In the records below, take the line containing "Spot the hazy" and reproduce it and every subsequent line exactly, adding nothing.
Data in this exercise START
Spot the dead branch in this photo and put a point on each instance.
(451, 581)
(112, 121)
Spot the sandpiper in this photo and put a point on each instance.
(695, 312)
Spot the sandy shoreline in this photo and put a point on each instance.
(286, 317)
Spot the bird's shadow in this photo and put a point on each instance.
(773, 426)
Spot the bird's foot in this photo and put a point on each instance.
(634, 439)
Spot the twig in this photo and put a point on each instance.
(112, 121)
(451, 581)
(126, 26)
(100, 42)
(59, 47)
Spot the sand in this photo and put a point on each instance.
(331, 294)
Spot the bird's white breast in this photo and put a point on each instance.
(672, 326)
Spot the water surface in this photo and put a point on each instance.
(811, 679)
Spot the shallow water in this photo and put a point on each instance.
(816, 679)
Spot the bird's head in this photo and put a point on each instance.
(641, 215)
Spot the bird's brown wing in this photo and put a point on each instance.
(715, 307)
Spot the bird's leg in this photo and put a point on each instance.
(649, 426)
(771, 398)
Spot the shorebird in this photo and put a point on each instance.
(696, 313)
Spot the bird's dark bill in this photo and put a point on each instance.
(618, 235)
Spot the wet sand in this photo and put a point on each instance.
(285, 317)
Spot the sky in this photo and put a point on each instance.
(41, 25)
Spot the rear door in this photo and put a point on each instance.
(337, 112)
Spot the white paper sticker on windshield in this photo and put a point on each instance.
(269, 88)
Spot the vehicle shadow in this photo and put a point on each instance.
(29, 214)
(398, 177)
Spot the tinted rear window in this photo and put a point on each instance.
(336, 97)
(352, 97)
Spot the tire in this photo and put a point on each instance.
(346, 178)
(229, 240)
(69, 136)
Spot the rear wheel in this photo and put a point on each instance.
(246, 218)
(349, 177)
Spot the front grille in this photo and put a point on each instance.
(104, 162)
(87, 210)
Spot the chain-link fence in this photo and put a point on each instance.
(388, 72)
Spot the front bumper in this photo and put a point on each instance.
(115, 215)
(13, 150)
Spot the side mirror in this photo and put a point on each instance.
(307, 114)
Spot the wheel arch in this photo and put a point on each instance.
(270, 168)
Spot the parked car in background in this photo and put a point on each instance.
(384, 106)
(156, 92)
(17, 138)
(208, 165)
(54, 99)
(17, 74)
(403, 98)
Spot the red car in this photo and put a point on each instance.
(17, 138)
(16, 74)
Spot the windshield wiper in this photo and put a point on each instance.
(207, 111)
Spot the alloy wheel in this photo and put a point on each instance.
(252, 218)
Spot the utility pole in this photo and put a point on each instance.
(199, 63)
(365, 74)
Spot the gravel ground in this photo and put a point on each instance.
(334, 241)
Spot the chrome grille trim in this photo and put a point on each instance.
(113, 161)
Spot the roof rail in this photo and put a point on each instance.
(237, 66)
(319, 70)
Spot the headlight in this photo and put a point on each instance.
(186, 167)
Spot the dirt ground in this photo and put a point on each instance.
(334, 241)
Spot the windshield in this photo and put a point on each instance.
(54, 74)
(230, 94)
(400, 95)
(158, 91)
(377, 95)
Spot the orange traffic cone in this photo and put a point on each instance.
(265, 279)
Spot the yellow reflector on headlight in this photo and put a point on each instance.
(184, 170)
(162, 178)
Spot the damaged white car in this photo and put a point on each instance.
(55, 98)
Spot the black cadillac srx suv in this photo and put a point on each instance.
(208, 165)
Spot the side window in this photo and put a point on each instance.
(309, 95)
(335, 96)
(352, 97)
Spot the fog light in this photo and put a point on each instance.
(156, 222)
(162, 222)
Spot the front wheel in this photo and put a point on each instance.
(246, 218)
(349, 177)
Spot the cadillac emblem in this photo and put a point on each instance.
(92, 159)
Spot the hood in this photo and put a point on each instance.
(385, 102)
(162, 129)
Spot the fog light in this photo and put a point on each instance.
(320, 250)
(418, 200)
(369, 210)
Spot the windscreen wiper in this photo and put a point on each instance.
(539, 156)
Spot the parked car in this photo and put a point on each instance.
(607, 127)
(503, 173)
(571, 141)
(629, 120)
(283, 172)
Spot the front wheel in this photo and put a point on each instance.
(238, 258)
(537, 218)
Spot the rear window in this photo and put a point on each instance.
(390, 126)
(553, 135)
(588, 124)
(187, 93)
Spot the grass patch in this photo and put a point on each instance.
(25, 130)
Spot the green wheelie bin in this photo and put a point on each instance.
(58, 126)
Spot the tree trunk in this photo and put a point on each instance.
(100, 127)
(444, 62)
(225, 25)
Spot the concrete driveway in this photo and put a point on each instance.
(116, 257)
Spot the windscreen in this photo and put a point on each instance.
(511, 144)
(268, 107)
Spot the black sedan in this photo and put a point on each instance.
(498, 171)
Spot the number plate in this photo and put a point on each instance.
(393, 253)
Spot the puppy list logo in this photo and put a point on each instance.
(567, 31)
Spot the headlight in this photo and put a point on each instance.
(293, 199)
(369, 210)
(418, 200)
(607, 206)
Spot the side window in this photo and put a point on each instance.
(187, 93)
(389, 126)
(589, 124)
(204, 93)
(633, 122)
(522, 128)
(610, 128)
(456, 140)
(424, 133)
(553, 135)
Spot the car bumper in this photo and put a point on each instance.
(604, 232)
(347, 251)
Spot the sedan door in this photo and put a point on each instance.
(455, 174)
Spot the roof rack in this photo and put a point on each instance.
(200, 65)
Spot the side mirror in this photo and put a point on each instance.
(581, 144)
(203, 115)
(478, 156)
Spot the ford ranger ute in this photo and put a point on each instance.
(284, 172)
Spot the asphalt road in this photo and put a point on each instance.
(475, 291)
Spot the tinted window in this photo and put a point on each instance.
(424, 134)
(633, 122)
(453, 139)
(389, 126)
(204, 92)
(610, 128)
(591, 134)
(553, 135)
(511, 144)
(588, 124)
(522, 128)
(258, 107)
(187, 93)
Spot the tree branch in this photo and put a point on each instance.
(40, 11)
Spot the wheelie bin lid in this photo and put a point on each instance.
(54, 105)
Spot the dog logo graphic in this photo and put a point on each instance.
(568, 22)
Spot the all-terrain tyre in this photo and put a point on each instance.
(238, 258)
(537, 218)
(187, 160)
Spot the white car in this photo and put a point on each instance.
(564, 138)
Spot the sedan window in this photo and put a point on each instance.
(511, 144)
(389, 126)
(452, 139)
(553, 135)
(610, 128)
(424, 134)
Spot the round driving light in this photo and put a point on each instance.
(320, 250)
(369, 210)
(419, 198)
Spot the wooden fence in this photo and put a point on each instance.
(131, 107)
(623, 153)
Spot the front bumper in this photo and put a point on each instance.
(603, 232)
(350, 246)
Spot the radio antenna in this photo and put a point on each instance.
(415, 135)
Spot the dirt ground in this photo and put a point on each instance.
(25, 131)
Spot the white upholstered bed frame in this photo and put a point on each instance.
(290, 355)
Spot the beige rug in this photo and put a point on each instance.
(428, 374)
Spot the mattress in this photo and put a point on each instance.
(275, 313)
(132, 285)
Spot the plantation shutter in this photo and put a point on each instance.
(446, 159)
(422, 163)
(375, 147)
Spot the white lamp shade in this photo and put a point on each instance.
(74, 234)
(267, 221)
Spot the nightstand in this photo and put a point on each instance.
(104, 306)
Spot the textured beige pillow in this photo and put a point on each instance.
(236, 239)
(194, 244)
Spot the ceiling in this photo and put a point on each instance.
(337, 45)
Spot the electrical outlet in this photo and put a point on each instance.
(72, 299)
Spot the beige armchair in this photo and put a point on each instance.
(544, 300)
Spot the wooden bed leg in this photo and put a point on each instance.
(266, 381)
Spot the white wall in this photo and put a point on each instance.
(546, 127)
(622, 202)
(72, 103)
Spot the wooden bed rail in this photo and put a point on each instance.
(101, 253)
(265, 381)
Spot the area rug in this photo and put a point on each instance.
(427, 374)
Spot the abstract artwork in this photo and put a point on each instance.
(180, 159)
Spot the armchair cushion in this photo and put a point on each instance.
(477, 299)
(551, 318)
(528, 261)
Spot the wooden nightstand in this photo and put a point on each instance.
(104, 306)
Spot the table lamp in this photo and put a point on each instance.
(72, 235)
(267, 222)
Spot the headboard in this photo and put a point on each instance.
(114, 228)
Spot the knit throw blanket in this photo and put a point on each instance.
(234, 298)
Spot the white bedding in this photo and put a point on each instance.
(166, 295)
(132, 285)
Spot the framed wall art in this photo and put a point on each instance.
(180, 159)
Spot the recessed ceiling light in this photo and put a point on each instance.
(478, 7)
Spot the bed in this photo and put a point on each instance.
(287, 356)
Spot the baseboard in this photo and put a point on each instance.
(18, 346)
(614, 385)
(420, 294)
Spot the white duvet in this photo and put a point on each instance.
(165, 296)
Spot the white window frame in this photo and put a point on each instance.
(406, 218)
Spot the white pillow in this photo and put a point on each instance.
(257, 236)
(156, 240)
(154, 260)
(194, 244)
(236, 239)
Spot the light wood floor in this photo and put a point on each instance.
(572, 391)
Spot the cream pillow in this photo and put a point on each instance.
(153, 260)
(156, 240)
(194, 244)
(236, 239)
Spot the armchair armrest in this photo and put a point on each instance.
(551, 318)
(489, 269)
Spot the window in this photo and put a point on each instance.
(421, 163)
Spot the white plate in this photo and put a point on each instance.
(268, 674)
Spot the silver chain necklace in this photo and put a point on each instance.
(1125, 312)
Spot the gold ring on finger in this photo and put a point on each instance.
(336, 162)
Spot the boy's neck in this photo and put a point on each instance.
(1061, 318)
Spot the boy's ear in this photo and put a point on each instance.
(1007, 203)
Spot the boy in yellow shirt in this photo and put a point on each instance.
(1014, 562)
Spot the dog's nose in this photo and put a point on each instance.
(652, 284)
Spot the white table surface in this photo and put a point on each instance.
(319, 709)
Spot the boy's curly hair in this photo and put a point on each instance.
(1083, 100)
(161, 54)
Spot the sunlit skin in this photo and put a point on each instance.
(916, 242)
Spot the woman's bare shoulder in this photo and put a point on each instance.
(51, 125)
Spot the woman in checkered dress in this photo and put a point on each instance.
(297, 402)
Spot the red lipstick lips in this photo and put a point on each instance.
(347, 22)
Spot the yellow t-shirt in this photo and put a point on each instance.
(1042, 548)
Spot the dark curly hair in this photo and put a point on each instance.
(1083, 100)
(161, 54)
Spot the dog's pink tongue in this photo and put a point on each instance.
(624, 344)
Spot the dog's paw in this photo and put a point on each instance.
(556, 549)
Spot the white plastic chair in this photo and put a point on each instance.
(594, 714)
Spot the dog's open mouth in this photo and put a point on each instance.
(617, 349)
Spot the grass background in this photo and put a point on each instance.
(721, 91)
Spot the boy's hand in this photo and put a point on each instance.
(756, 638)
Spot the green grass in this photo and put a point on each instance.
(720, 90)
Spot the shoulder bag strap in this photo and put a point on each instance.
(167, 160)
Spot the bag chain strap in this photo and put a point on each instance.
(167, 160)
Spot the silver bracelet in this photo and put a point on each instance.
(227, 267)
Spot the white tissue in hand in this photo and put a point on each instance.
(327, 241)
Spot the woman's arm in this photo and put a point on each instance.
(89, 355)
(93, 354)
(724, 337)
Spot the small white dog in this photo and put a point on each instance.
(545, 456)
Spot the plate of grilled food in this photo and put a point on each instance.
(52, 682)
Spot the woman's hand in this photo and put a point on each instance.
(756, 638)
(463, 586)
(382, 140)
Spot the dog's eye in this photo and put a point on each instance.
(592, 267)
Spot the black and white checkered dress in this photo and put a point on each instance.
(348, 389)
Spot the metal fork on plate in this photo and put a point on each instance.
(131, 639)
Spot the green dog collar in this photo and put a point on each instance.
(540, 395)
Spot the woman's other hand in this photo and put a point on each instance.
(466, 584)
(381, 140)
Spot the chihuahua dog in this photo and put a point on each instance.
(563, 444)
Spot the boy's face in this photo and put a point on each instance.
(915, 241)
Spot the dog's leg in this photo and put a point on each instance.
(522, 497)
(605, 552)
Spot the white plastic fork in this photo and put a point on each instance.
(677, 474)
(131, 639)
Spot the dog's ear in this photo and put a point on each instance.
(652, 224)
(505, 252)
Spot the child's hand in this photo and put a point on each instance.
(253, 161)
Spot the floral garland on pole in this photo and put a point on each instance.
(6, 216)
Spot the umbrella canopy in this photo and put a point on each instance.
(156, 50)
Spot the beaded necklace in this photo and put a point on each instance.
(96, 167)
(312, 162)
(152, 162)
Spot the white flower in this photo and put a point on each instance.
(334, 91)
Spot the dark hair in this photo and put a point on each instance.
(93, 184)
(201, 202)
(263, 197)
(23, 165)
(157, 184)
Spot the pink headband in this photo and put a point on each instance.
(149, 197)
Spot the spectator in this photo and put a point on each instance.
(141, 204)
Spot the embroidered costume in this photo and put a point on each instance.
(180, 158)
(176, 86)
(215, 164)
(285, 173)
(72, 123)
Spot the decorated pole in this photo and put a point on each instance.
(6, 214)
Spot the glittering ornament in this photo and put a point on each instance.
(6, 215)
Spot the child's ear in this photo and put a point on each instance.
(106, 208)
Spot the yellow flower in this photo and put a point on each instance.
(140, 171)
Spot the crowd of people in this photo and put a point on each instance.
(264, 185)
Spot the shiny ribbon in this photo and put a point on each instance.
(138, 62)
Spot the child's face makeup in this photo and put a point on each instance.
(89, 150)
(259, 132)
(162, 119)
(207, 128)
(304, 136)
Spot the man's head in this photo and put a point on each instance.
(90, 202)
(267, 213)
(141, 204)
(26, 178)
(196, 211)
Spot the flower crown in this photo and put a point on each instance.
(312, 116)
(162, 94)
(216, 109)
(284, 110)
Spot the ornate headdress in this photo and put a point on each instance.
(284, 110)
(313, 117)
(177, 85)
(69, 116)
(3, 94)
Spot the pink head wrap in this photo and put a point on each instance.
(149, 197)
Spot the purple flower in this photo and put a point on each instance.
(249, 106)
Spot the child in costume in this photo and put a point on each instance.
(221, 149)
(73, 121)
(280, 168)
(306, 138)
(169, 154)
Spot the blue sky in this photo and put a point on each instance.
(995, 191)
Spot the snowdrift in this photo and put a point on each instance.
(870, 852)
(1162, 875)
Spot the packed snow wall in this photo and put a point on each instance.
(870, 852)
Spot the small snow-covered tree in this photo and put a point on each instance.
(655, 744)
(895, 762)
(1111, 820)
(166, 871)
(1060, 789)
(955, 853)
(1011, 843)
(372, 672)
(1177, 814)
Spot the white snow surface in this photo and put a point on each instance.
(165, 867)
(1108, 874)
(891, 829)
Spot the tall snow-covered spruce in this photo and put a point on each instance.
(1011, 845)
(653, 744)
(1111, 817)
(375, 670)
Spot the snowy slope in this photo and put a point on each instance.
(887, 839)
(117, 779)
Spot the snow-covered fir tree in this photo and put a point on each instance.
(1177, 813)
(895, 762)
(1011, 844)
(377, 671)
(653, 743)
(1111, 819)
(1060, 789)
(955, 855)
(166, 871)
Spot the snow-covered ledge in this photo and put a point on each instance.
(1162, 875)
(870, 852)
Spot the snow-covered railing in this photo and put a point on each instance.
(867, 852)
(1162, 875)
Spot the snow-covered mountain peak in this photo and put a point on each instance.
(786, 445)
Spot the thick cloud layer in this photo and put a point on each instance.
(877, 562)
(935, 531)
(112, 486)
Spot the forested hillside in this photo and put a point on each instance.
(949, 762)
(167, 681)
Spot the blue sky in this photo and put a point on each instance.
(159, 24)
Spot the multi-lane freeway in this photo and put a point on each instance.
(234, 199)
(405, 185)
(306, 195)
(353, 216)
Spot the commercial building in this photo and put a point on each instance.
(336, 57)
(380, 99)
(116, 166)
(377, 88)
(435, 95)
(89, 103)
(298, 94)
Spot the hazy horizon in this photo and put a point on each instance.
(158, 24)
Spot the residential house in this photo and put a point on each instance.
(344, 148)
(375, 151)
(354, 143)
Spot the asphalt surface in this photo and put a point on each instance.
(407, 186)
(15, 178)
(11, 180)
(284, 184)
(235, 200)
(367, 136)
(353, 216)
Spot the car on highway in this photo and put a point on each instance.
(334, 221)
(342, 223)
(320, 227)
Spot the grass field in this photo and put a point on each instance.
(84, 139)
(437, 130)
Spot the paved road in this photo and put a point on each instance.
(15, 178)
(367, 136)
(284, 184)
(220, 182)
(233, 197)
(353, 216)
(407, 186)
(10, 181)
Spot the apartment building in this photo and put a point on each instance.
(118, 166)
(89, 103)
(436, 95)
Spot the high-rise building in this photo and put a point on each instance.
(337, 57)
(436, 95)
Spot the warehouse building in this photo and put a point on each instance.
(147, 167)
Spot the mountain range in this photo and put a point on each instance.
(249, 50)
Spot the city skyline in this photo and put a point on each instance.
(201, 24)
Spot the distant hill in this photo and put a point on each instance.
Data in this exercise END
### Solution for this problem:
Spot the hazy horizon in this photo and put a point on each instance.
(158, 24)
Spot the residential house in this photo and put a point on each instance.
(344, 148)
(375, 151)
(354, 143)
Spot the asphalt surface in this photo and put a point on each instance.
(407, 186)
(15, 178)
(11, 180)
(284, 184)
(235, 200)
(367, 136)
(353, 216)
Spot the car on highway in this photo and put a point on each instance.
(334, 221)
(342, 223)
(320, 227)
Spot the grass field in this photo and put a point on each instance.
(84, 139)
(437, 130)
Spot the paved road in this photo and put a point on each instance.
(15, 178)
(367, 136)
(284, 184)
(220, 182)
(233, 197)
(353, 216)
(407, 186)
(10, 181)
Spot the apartment building in this photo and put a point on each instance.
(118, 166)
(89, 103)
(436, 95)
Spot the high-rise building in this photo and put a point on each instance.
(337, 57)
(436, 95)
Spot the warehouse building in this photo and put a point on each instance.
(147, 167)
Spot the mountain range in this photo and put a point on each instance.
(249, 50)
Spot the city skyline in this photo and put a point on each instance.
(201, 24)
Spot the distant hill in this photo and put a point on each instance.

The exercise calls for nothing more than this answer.